======== GIVEN PASSAGE

# Bonded pair in Green Bay, WI



## hamsterdance (Apr 13, 2015)

My brother has two rabbits he needs to rehome in Green Bay, WI. Oscar is a 5 year old neutered Netherland Dwarf, Chloe is a 1 year old intact female lionhead. He's moving to California and I wish I could keep them but I already have my two and my parents won't let me keep them. They are both healthy, sweet little kiddos. Please respond if you're interested or if you have questions! The photo of the lionhead looks just like Chloe, however it is off google as I don't have a real picture for her... But it could be her TWIN. Just want them to go to a safe, bunny savvy home! They currently have their own room. View attachment ImageUploadedByRabbit Forum1428954299.932045.jpg
View attachment ImageUploadedByRabbit Forum1428954323.208309.jpg


----------



## Lokin4AReason (Apr 14, 2015)

cute bun(s) ( I mean rabbits )


----------



## hamsterdance (Apr 20, 2015)

Still available


----------



## hamsterdance (Jun 9, 2015)

These two are still looking for a forever home before he leaves so if there's anyone you know of in the state, we are willing to travel to get them into a happy home! Thanks for looking


----------



## hamsterdance (Jun 16, 2015)

================
======== DATA EXTRACT

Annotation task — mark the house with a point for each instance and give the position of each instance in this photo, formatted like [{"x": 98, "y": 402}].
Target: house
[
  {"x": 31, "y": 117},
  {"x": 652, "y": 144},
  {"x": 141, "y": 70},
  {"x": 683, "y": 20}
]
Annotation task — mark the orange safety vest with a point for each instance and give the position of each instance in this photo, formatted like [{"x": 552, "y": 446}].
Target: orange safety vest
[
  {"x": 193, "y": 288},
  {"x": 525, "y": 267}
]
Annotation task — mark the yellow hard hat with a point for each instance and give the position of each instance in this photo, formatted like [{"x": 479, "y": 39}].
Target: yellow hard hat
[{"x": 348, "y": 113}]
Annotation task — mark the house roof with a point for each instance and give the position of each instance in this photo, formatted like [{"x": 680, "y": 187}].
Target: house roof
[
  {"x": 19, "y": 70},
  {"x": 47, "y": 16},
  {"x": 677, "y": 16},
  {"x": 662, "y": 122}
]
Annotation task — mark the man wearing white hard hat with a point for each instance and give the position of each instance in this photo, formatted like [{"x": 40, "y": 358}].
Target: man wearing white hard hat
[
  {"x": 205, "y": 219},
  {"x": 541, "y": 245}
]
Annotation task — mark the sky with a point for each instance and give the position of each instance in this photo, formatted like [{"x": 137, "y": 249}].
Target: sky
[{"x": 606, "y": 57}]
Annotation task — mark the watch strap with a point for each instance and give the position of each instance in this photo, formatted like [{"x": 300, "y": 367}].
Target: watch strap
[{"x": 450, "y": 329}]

================

REQUIRED WORK:
1. In the rabbit rehoming thread, where is the brother who owns the rabbits moving?
2. Pick up the rabbit rehoming thread where it stops and keep it going.

FINAL ANSWERS:
1. California.

2.
The two are now in my care. Here are photos of them- please spread the word if you know any house rabbit lovers in WI! View attachment ImageUploadedByRabbit Forum1434506656.137825.jpg
View attachment ImageUploadedByRabbit Forum1434506668.456778.jpg


----------



## BlazeBunnies (Jun 18, 2015)

OMG they are so cute! I would adopt but sadly live in Aus&#128557;


----------



## Nancy McClelland (Jun 18, 2015)

Same here--I just sat up two hutches as we were supposed to be getting two from Calif, but at the last minute they found homes for both, so now we are out the cost of supplies and hutches.


----------



## hamsterdance (Jul 14, 2015)

My parents have decided to let me keep Chloe and Oscar! Yay!


----------



## Azerane (Jul 14, 2015)

That's good news. I'm glad they have a safe and loving home


----------



## Nancy McClelland (Jul 16, 2015)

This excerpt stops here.